DIRECTION: In the records below, switch every "region" to "area" and reproduce everything from the line containing "the saguaro cactus?" down to the line containing "[216,804,259,835]", leaving all else unchanged. Give back only those lines.

DATA SHOWN:

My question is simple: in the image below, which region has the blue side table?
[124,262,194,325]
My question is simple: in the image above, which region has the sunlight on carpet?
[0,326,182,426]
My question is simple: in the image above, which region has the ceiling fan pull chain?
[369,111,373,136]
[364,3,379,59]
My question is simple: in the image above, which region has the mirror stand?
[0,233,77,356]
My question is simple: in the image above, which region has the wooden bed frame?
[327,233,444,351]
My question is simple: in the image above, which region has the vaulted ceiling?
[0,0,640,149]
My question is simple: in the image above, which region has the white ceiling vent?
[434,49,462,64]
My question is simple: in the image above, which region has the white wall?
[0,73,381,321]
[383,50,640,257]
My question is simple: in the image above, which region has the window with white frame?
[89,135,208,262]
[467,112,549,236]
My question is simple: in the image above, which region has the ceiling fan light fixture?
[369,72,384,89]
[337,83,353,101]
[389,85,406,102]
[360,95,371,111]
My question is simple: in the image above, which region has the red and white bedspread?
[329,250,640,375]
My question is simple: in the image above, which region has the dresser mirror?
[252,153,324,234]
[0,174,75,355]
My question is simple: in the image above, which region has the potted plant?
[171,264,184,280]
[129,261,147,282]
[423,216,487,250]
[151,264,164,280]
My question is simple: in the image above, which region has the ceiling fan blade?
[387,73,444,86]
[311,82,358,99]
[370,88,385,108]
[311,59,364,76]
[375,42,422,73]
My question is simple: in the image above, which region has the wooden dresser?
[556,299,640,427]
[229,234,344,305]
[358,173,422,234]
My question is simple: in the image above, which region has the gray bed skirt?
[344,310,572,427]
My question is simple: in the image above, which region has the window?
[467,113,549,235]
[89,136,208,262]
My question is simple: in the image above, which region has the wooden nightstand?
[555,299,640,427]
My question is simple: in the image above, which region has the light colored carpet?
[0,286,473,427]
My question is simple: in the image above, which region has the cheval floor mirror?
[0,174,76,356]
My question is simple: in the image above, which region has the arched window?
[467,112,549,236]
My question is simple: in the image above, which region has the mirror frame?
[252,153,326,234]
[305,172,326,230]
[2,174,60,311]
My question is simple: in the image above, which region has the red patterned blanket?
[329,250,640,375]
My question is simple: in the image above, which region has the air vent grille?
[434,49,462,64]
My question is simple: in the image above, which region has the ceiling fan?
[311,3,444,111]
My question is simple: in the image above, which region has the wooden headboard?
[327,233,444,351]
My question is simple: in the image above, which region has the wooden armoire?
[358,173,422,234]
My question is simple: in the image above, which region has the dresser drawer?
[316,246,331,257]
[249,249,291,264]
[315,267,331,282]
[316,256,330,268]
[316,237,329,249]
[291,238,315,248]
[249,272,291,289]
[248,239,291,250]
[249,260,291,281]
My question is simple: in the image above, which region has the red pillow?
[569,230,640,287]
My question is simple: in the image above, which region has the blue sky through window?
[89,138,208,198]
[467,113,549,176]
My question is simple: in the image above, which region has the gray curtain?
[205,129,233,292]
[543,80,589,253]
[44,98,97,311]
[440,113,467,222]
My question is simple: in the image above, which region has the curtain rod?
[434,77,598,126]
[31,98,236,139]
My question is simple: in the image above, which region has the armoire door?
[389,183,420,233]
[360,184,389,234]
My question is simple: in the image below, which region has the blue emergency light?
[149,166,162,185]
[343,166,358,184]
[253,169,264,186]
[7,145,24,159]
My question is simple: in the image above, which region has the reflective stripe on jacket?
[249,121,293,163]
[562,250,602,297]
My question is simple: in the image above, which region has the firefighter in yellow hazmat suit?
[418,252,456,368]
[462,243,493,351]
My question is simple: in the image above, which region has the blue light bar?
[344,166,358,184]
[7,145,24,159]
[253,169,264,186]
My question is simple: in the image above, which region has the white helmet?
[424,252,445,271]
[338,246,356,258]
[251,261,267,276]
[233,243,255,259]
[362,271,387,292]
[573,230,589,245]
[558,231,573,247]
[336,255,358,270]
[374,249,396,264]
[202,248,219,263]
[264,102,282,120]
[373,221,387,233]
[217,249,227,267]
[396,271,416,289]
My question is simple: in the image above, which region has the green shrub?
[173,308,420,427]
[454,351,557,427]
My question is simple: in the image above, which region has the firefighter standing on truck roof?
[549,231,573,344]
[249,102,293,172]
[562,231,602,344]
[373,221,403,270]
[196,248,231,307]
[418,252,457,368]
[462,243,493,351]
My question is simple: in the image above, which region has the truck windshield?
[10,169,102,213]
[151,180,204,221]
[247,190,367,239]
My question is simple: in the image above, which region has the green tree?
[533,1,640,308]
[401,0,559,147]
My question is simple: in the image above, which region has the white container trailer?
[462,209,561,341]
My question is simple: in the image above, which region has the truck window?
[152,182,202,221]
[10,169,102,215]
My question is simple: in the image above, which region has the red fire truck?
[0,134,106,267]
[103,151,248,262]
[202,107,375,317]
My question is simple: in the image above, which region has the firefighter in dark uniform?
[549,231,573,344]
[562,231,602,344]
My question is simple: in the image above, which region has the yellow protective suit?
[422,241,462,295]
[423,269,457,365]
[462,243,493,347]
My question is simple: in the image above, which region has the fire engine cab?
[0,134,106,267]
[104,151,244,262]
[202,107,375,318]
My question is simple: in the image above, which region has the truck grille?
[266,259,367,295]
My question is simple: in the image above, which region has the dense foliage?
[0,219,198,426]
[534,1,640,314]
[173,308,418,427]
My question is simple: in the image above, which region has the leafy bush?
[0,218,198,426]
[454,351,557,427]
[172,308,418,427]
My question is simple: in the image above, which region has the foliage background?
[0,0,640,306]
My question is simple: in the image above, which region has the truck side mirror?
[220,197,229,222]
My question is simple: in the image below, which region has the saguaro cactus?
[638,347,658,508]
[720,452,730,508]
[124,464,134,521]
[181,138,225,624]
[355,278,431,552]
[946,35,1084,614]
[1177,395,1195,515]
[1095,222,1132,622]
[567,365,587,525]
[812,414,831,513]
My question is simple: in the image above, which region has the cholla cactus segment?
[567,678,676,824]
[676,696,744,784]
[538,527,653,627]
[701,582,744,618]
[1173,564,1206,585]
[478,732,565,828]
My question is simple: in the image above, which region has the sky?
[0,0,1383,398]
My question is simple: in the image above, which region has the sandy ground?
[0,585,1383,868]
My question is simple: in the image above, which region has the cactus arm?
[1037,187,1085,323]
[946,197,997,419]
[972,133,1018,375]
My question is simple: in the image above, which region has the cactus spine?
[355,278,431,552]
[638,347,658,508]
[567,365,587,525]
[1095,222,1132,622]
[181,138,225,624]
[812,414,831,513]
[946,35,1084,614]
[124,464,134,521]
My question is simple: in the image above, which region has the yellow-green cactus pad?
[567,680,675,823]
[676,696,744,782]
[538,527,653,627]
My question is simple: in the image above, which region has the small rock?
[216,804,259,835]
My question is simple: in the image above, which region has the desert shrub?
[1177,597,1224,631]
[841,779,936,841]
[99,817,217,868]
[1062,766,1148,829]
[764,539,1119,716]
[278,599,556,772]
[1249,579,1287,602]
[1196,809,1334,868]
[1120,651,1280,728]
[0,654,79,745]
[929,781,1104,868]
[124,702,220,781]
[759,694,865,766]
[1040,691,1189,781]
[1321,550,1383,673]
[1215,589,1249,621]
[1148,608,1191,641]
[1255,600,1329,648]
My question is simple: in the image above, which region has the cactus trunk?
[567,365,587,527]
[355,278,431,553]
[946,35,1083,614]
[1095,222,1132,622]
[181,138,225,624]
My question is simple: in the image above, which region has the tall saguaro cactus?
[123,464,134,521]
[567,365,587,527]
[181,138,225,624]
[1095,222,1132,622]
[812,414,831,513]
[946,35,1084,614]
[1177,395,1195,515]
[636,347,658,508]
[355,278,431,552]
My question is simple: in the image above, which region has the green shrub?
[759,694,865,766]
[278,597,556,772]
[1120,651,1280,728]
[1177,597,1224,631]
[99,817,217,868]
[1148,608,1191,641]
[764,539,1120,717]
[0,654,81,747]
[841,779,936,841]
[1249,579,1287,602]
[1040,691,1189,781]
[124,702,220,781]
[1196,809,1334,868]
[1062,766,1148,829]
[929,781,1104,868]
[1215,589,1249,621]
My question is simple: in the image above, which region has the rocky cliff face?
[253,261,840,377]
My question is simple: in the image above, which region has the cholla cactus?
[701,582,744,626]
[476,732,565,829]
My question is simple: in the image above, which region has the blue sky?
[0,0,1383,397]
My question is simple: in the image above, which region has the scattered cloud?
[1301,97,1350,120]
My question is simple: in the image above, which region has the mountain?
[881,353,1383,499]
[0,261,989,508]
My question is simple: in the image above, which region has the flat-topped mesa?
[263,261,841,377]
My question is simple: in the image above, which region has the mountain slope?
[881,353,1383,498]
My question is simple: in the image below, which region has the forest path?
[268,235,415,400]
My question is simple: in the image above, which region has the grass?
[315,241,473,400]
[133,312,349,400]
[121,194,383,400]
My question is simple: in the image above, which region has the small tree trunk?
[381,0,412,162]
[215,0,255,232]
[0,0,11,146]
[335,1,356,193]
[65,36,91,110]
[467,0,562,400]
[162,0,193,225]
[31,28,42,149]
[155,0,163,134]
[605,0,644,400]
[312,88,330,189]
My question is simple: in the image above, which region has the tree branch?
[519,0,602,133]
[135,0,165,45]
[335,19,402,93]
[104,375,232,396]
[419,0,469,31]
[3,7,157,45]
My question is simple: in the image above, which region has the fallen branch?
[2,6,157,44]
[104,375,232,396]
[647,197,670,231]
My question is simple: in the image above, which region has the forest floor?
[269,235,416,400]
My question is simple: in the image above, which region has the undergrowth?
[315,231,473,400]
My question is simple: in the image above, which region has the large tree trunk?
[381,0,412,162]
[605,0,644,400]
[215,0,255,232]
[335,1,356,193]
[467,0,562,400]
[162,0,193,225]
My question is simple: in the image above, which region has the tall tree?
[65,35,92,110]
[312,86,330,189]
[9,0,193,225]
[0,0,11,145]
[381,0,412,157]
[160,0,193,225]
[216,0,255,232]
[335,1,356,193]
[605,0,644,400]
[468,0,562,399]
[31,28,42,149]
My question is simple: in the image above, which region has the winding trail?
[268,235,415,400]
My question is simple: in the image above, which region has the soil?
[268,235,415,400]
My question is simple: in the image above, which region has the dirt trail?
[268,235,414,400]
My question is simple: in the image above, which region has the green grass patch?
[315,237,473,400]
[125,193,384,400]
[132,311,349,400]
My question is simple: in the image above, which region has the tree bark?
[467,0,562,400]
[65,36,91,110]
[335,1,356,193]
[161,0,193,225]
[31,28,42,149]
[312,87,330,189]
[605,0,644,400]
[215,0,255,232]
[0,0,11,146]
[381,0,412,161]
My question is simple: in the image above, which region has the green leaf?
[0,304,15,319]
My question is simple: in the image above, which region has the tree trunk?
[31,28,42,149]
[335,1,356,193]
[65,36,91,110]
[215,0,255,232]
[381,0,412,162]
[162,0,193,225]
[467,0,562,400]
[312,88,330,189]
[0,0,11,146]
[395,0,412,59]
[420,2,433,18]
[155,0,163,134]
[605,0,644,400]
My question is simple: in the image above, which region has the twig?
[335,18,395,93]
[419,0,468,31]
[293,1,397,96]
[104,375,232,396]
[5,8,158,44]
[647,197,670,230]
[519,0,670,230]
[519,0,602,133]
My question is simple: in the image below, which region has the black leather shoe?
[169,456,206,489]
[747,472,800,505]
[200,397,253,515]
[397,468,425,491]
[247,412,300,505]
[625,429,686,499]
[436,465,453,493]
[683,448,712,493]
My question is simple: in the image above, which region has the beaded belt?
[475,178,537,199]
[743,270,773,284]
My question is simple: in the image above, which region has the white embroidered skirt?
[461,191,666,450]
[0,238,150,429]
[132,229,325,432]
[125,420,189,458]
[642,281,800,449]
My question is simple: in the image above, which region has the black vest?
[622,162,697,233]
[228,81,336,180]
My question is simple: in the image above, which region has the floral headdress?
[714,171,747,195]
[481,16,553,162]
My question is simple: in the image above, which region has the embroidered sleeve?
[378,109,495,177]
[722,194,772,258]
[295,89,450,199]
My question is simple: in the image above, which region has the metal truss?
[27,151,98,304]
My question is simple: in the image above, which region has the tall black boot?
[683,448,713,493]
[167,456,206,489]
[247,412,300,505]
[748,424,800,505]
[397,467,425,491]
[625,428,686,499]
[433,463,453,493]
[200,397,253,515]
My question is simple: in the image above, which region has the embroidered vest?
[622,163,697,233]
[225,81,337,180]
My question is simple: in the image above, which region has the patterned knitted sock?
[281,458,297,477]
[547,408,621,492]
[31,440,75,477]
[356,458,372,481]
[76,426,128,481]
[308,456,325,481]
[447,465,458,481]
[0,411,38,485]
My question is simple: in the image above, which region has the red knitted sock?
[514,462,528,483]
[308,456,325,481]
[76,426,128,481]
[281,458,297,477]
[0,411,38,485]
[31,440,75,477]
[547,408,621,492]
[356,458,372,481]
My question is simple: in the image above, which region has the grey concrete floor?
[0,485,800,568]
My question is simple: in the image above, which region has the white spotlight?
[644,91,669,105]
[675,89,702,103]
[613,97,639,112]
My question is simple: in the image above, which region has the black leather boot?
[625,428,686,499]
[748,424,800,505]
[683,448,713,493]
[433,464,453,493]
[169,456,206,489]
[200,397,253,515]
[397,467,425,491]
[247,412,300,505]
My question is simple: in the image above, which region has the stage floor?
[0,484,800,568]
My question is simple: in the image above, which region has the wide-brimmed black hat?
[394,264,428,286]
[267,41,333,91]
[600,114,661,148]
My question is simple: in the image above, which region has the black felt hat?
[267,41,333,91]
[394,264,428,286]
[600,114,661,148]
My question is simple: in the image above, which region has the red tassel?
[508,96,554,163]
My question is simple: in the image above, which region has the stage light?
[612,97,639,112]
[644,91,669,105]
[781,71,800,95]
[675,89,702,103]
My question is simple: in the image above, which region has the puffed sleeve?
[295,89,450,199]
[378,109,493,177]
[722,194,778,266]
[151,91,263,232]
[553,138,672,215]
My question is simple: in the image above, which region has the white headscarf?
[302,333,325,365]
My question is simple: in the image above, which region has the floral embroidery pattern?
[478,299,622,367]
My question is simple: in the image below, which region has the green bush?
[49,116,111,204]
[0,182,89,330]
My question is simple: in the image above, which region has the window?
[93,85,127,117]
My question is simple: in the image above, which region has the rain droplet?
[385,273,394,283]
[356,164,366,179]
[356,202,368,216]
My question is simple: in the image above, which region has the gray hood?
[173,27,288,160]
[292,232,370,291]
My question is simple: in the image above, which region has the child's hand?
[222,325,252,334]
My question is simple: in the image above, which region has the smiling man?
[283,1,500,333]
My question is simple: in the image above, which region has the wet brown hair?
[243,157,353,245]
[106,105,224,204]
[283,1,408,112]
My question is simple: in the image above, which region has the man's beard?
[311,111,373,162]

PROBLEM SOLUTION:
My question is simple: in the image below, which area has the saguaro cactus?
[638,347,658,508]
[720,452,730,508]
[124,464,134,521]
[181,138,225,624]
[355,278,431,552]
[946,35,1084,614]
[1177,395,1195,515]
[1095,222,1132,622]
[567,365,587,525]
[812,414,831,513]
My question is simple: in the image above, which area has the cholla cactus segment?
[567,678,676,824]
[676,696,744,784]
[538,527,653,627]
[701,582,744,618]
[1173,564,1206,585]
[478,732,565,828]
My question is simple: in the image above, which area has the sky?
[0,0,1383,398]
My question is simple: in the image above, which area has the sandy ground?
[0,585,1383,868]
My question is simple: in the image above, which area has the cactus arm?
[1037,187,1085,323]
[946,197,997,419]
[972,133,1018,375]
My question is simple: in the image above, which area has the cactus spine?
[355,278,431,552]
[638,347,658,508]
[567,365,587,525]
[1095,222,1132,622]
[181,138,225,624]
[812,414,831,513]
[946,35,1084,614]
[124,464,134,521]
My question is simple: in the image above, which area has the yellow-green cactus pad?
[567,680,675,823]
[676,696,744,782]
[538,527,653,627]
My question is simple: in the image above, which area has the small rock?
[216,804,259,835]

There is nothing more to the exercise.